## Problem details
What is needed is an exact copy of the records, with the images left out.

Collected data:
┌──
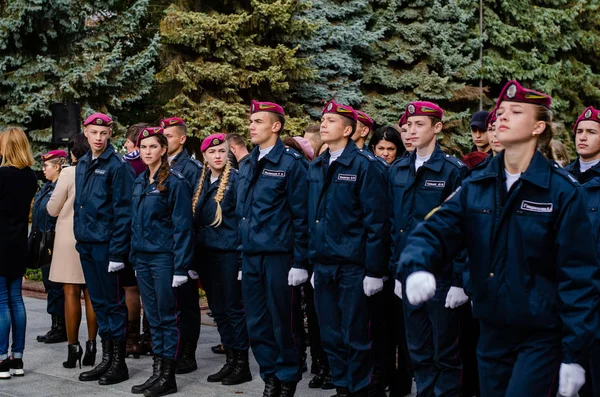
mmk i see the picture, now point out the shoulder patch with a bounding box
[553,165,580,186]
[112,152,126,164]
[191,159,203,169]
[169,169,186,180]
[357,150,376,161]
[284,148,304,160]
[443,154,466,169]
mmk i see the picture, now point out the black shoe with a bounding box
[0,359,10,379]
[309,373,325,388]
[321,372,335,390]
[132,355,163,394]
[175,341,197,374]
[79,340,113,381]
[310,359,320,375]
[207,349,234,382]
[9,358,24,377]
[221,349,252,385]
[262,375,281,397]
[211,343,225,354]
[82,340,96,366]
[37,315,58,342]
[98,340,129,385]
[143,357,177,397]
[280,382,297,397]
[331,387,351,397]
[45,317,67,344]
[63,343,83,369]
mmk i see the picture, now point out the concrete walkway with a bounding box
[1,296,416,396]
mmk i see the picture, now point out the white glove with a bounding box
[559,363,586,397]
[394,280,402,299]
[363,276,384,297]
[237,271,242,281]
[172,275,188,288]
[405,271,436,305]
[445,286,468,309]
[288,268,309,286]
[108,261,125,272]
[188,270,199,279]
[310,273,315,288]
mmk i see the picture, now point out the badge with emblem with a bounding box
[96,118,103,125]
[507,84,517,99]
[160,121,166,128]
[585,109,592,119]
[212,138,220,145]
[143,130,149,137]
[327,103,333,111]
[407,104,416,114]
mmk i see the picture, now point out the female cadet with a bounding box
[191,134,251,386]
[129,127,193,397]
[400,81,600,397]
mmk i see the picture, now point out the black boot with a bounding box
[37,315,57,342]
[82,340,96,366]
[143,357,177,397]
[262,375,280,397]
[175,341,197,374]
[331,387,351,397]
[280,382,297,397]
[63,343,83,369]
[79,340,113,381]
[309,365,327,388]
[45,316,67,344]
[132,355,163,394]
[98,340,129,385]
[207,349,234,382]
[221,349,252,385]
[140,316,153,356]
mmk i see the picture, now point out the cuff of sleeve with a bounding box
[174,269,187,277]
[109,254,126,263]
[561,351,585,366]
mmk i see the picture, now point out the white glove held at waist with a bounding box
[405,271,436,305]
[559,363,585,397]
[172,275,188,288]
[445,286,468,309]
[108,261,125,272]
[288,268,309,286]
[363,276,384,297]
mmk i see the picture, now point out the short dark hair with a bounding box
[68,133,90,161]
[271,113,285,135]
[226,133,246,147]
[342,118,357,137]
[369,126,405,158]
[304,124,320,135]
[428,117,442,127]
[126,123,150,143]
└──
## Response to the task
mmk i see the picture, now point out the shoulder patch with a bounding box
[553,165,580,186]
[112,152,126,164]
[191,159,203,169]
[169,169,186,180]
[357,150,376,161]
[284,148,304,160]
[443,154,466,169]
mmk i see the picture, now point out the black shoe with a bounding box
[0,359,10,379]
[309,373,325,388]
[321,372,335,390]
[132,355,163,394]
[175,341,197,374]
[79,340,113,381]
[310,359,320,375]
[207,349,234,382]
[9,358,24,377]
[221,349,252,385]
[262,375,281,397]
[211,343,225,354]
[82,340,96,366]
[37,315,58,342]
[98,340,129,385]
[143,357,177,397]
[280,382,297,397]
[331,387,351,397]
[45,317,67,344]
[63,343,83,369]
mmk i see the picture, now point out the concrete walkway with a bounding box
[1,296,416,396]
mmk i see the picture, now point out the white glove with a bounding box
[559,363,586,397]
[394,280,402,299]
[363,276,384,297]
[237,271,242,281]
[172,275,188,288]
[405,271,436,305]
[445,286,468,309]
[288,268,309,286]
[108,261,125,272]
[188,270,199,279]
[310,273,315,288]
mmk i see the picture, now point out the badge with emblem with a bounding box
[96,118,103,125]
[507,84,517,99]
[160,121,166,128]
[585,109,592,119]
[212,138,220,145]
[143,130,149,137]
[327,103,333,111]
[407,104,416,114]
mmk i see the picture, now point out the female cadet with a bounding box
[191,134,251,386]
[129,127,193,397]
[400,81,600,397]
mmk i see the picture, now point out the black boot with a bounding box
[37,315,57,342]
[82,340,96,366]
[143,357,177,397]
[262,375,280,397]
[175,341,197,374]
[331,387,351,397]
[280,382,297,397]
[63,343,83,369]
[79,340,113,381]
[309,365,327,388]
[45,316,67,344]
[132,355,163,394]
[98,340,129,385]
[207,349,234,382]
[221,349,252,385]
[140,316,153,356]
mmk i see the picture, now point out the cuff of sleeve with a bounding box
[174,269,187,277]
[109,254,126,263]
[561,351,585,366]
mmk i see the picture, now point out the white glove held at waist with a bounding box
[405,271,436,305]
[559,363,585,397]
[172,275,188,288]
[445,286,468,309]
[108,261,125,272]
[288,268,309,286]
[363,276,384,297]
mmk i see the picture, now point out the short dark hair with a bounding box
[68,133,90,161]
[271,113,285,135]
[226,133,246,147]
[342,118,357,137]
[369,126,405,158]
[304,124,320,135]
[428,117,442,127]
[126,123,150,143]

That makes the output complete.